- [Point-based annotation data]

----

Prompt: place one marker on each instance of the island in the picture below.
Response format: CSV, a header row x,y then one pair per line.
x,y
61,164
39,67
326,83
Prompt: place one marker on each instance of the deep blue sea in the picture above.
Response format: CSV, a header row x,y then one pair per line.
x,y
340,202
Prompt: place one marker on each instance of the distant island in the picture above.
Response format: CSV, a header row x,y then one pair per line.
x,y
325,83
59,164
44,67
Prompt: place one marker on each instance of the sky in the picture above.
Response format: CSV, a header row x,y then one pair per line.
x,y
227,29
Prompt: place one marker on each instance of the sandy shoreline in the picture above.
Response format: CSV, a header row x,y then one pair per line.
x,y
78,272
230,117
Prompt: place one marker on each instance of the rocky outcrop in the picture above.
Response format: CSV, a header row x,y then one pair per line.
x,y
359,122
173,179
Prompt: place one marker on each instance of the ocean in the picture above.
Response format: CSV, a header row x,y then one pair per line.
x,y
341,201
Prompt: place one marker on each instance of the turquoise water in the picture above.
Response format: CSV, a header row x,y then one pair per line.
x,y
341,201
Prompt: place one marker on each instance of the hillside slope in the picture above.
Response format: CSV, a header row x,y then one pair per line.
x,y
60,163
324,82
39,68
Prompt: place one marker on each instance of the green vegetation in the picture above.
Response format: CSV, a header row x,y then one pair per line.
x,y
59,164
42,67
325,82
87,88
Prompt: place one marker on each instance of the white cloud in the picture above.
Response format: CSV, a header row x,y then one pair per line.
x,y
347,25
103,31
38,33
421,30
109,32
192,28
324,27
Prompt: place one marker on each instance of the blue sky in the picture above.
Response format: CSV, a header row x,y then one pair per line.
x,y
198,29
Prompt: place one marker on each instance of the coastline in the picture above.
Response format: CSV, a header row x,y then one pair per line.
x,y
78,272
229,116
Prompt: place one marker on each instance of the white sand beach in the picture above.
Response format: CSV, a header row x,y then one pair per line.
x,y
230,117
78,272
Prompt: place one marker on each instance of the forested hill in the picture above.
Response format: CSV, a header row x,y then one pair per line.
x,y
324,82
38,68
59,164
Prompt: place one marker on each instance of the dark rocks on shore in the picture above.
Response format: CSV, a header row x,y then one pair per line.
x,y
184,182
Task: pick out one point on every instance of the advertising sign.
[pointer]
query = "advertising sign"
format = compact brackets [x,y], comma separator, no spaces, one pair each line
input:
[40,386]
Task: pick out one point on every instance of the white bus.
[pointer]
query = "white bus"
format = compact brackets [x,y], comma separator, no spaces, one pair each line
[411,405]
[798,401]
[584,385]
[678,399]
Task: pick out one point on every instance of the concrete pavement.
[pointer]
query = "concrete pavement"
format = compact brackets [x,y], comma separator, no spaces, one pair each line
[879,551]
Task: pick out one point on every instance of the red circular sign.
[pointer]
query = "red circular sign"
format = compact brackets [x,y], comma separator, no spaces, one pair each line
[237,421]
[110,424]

----

Take the line with "Task: pick out one point on every instance of the white" and all lines after it to the last line, and reproduce them exactly.

Task: pick out one point on every instance of the white bus.
[pointer]
query = "white bus"
format = compact brackets [x,y], comma separator, no spaces, one pair each line
[411,405]
[798,401]
[584,385]
[678,399]
Task: pick out one point on every instance of the concrete pavement.
[pointer]
query = "concrete pavement"
format = compact brackets [x,y], comma separator, no spaces, one pair each line
[879,551]
Task: pick out one point on every instance of the red circular sign.
[pointer]
query = "red circular sign"
format = compact brackets [x,y], comma separator, no spaces, one pair each line
[237,421]
[110,424]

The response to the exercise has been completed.